• MATERIAL SHOWN:
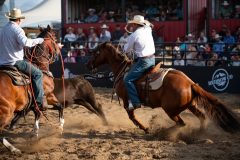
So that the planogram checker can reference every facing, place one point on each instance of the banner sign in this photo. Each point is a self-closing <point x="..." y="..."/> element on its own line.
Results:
<point x="212" y="79"/>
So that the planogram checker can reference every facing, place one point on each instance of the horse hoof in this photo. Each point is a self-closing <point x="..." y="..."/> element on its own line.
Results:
<point x="16" y="151"/>
<point x="146" y="130"/>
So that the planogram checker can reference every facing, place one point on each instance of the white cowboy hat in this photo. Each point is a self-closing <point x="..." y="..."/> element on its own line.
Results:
<point x="225" y="3"/>
<point x="15" y="14"/>
<point x="81" y="47"/>
<point x="190" y="35"/>
<point x="91" y="10"/>
<point x="147" y="23"/>
<point x="217" y="36"/>
<point x="137" y="19"/>
<point x="104" y="26"/>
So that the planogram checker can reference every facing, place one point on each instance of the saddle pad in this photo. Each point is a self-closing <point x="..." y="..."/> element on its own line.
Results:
<point x="156" y="83"/>
<point x="18" y="78"/>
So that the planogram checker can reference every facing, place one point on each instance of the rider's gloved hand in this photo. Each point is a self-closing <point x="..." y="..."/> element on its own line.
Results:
<point x="40" y="40"/>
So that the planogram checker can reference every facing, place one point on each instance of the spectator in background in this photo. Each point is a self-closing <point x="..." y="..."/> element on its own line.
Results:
<point x="178" y="60"/>
<point x="223" y="31"/>
<point x="70" y="36"/>
<point x="218" y="46"/>
<point x="92" y="31"/>
<point x="92" y="17"/>
<point x="199" y="61"/>
<point x="235" y="60"/>
<point x="151" y="11"/>
<point x="212" y="37"/>
<point x="226" y="10"/>
<point x="105" y="35"/>
<point x="117" y="33"/>
<point x="229" y="41"/>
<point x="82" y="55"/>
<point x="123" y="39"/>
<point x="213" y="59"/>
<point x="236" y="50"/>
<point x="103" y="16"/>
<point x="71" y="56"/>
<point x="111" y="17"/>
<point x="163" y="16"/>
<point x="201" y="41"/>
<point x="93" y="41"/>
<point x="191" y="54"/>
<point x="202" y="38"/>
<point x="81" y="37"/>
<point x="237" y="34"/>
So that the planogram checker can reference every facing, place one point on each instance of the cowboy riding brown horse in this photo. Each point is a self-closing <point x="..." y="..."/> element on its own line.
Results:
<point x="175" y="93"/>
<point x="16" y="93"/>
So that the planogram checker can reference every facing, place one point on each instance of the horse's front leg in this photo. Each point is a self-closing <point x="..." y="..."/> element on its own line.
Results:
<point x="133" y="118"/>
<point x="9" y="146"/>
<point x="52" y="100"/>
<point x="61" y="117"/>
<point x="36" y="124"/>
<point x="59" y="107"/>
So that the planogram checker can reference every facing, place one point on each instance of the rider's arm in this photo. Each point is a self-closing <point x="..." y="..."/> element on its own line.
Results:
<point x="130" y="43"/>
<point x="24" y="41"/>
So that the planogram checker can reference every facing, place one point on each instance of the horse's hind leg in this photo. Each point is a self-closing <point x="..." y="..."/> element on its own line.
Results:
<point x="17" y="116"/>
<point x="36" y="124"/>
<point x="94" y="107"/>
<point x="9" y="146"/>
<point x="4" y="120"/>
<point x="178" y="120"/>
<point x="199" y="114"/>
<point x="59" y="107"/>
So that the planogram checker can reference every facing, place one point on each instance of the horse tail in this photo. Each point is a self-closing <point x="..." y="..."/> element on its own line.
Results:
<point x="216" y="110"/>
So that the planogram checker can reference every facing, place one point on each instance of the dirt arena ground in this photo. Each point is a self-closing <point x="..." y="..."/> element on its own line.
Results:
<point x="85" y="137"/>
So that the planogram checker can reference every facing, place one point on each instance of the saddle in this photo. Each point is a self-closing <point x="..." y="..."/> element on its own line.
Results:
<point x="18" y="78"/>
<point x="153" y="79"/>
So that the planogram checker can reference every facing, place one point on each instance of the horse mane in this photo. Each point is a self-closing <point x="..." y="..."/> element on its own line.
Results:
<point x="113" y="49"/>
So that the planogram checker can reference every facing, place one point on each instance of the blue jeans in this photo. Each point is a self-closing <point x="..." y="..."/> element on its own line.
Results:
<point x="36" y="78"/>
<point x="136" y="71"/>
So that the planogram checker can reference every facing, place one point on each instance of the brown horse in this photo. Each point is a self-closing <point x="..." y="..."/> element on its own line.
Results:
<point x="77" y="91"/>
<point x="177" y="93"/>
<point x="15" y="98"/>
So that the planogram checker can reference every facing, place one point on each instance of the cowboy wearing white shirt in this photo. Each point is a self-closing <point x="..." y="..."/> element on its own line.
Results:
<point x="12" y="40"/>
<point x="141" y="41"/>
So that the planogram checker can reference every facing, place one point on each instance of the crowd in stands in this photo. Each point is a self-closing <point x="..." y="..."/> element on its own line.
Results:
<point x="220" y="48"/>
<point x="78" y="45"/>
<point x="152" y="10"/>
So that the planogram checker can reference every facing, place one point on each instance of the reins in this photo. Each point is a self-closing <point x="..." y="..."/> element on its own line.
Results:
<point x="122" y="68"/>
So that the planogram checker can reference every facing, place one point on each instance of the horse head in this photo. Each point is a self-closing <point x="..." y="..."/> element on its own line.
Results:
<point x="105" y="53"/>
<point x="44" y="54"/>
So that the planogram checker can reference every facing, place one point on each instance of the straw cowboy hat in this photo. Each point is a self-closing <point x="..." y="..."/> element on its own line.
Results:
<point x="217" y="36"/>
<point x="70" y="29"/>
<point x="91" y="10"/>
<point x="147" y="23"/>
<point x="104" y="26"/>
<point x="15" y="14"/>
<point x="225" y="3"/>
<point x="137" y="19"/>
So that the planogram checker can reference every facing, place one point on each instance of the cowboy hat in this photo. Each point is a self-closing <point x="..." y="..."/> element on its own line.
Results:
<point x="137" y="19"/>
<point x="225" y="3"/>
<point x="104" y="26"/>
<point x="91" y="10"/>
<point x="15" y="14"/>
<point x="217" y="36"/>
<point x="149" y="24"/>
<point x="70" y="29"/>
<point x="81" y="47"/>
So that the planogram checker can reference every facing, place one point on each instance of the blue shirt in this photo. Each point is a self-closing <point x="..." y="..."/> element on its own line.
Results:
<point x="12" y="41"/>
<point x="141" y="41"/>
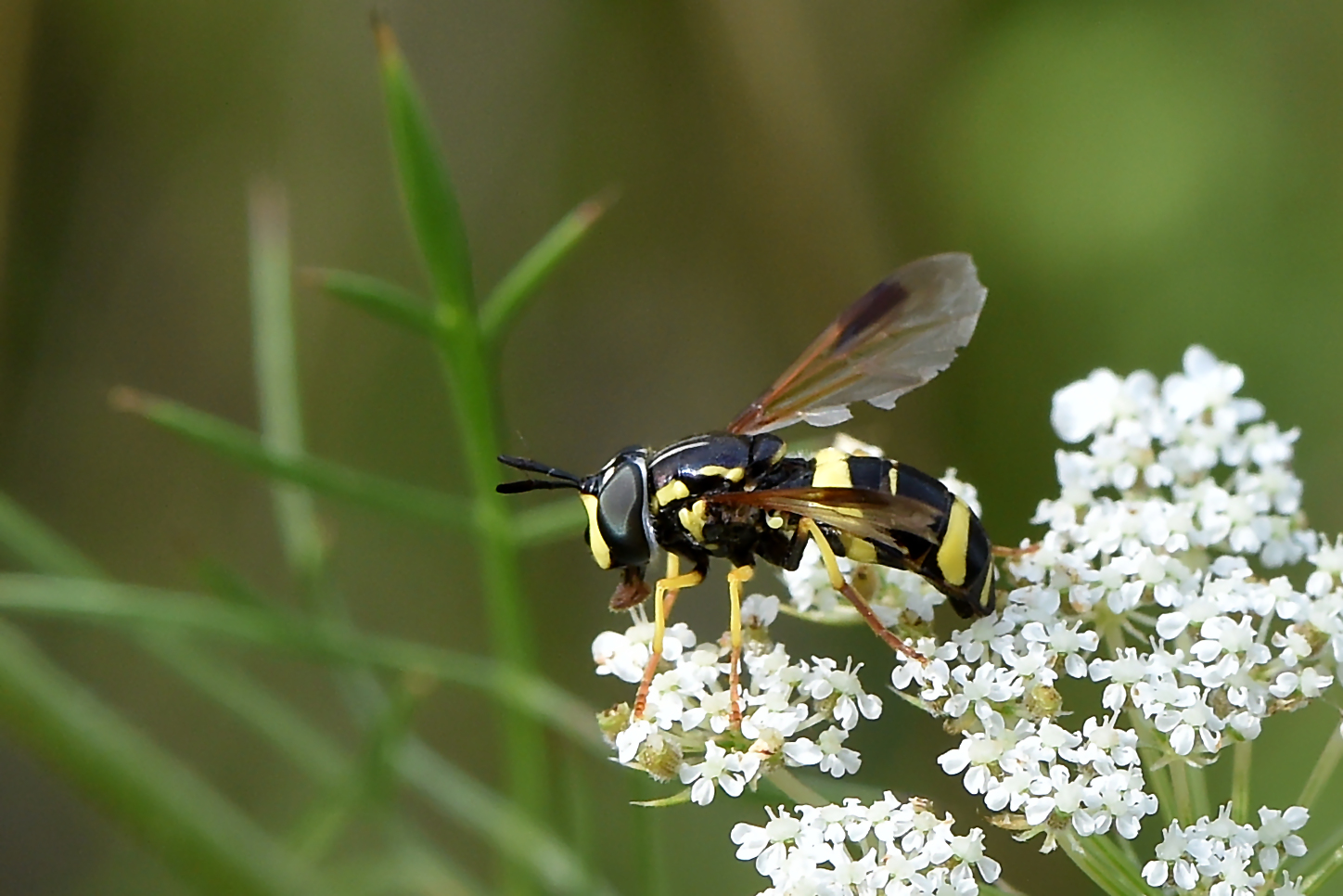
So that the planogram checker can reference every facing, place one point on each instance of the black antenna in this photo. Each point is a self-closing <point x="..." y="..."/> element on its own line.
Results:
<point x="532" y="485"/>
<point x="566" y="480"/>
<point x="535" y="467"/>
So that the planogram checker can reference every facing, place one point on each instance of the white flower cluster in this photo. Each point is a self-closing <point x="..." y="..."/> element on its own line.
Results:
<point x="1145" y="581"/>
<point x="688" y="710"/>
<point x="889" y="847"/>
<point x="1223" y="859"/>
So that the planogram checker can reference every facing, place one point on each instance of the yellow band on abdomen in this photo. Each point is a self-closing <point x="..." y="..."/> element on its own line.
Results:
<point x="951" y="555"/>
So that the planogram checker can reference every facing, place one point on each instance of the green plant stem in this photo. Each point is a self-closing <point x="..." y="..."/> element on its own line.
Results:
<point x="1199" y="802"/>
<point x="1159" y="778"/>
<point x="508" y="299"/>
<point x="1243" y="761"/>
<point x="386" y="301"/>
<point x="242" y="446"/>
<point x="1330" y="866"/>
<point x="200" y="835"/>
<point x="1106" y="864"/>
<point x="549" y="521"/>
<point x="152" y="608"/>
<point x="441" y="236"/>
<point x="277" y="375"/>
<point x="1183" y="799"/>
<point x="1324" y="770"/>
<point x="1322" y="853"/>
<point x="794" y="788"/>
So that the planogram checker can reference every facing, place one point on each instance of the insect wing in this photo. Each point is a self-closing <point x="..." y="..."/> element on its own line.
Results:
<point x="900" y="335"/>
<point x="863" y="512"/>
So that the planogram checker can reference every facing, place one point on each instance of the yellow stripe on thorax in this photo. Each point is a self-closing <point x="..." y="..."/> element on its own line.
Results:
<point x="735" y="474"/>
<point x="673" y="491"/>
<point x="832" y="470"/>
<point x="600" y="551"/>
<point x="858" y="550"/>
<point x="955" y="543"/>
<point x="693" y="518"/>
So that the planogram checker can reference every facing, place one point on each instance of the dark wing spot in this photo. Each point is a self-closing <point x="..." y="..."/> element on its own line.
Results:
<point x="875" y="305"/>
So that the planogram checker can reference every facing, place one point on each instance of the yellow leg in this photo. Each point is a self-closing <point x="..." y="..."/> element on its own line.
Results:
<point x="735" y="579"/>
<point x="837" y="582"/>
<point x="664" y="595"/>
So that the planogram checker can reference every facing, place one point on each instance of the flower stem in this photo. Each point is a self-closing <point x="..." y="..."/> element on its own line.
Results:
<point x="1324" y="770"/>
<point x="1198" y="791"/>
<point x="1243" y="760"/>
<point x="794" y="788"/>
<point x="1102" y="860"/>
<point x="1156" y="775"/>
<point x="1324" y="872"/>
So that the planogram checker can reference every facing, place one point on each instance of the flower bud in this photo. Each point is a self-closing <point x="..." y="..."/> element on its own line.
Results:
<point x="614" y="721"/>
<point x="659" y="757"/>
<point x="1043" y="701"/>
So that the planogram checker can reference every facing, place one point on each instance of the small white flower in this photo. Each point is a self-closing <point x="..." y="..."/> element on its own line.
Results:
<point x="719" y="769"/>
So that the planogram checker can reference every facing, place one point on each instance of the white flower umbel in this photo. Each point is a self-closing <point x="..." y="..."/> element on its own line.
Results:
<point x="889" y="847"/>
<point x="1157" y="577"/>
<point x="686" y="733"/>
<point x="1154" y="578"/>
<point x="1220" y="856"/>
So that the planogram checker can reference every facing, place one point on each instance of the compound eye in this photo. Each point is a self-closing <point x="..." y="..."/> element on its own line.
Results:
<point x="620" y="516"/>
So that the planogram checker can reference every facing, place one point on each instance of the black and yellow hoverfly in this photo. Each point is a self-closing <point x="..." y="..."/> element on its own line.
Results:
<point x="737" y="493"/>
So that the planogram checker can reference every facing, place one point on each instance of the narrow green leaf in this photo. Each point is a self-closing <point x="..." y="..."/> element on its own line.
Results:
<point x="221" y="581"/>
<point x="678" y="799"/>
<point x="503" y="823"/>
<point x="277" y="372"/>
<point x="313" y="751"/>
<point x="275" y="629"/>
<point x="1106" y="864"/>
<point x="549" y="521"/>
<point x="426" y="188"/>
<point x="35" y="545"/>
<point x="300" y="742"/>
<point x="512" y="293"/>
<point x="198" y="833"/>
<point x="377" y="297"/>
<point x="338" y="481"/>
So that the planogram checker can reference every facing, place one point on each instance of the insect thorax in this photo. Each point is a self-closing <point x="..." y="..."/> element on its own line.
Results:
<point x="684" y="521"/>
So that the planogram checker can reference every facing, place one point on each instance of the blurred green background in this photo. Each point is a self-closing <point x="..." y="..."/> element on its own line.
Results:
<point x="1130" y="177"/>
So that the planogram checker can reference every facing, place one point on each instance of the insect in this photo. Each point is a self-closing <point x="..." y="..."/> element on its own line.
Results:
<point x="739" y="494"/>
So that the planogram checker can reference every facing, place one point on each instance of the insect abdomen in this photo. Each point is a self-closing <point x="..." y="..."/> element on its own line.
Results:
<point x="959" y="563"/>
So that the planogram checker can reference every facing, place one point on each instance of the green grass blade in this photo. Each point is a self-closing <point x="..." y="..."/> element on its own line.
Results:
<point x="277" y="374"/>
<point x="300" y="742"/>
<point x="435" y="221"/>
<point x="426" y="188"/>
<point x="512" y="293"/>
<point x="386" y="301"/>
<point x="141" y="608"/>
<point x="311" y="749"/>
<point x="333" y="480"/>
<point x="509" y="829"/>
<point x="549" y="521"/>
<point x="198" y="833"/>
<point x="32" y="543"/>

• TASK DIRECTIONS: Beginning with the first line of the entries above, repeat each line word for word until the line with "the white cowboy" has been given too. Omit the pictures.

• ANSWER TO THIS PROBLEM:
So that the planogram checker can reference every facing, place one point on each instance of the banner sign in this photo. Each point is a self-closing <point x="..." y="..."/> element on its own line.
Results:
<point x="212" y="79"/>
So that the planogram checker can reference every facing, place one point on each instance of the horse hoof in this photo. Each point is a self-closing <point x="..." y="..."/> element on its own line.
Results:
<point x="16" y="151"/>
<point x="146" y="130"/>
So that the planogram checker can reference every facing, place one point on each instance of the white cowboy hat in this photo. Each point is a self-closing <point x="..." y="..."/> element on its own line.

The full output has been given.